*DIRECTION*.
Can you copy out each of the lines below word for word, without changing anything?

*PROVIDED RECORDS*.

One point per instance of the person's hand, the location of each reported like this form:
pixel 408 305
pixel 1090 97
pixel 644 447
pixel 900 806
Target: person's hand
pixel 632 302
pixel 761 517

*TASK ANSWER*.
One point per instance of the person's hand, the location of each reported like this form:
pixel 408 305
pixel 1090 97
pixel 644 447
pixel 900 806
Target: person's hand
pixel 632 302
pixel 761 517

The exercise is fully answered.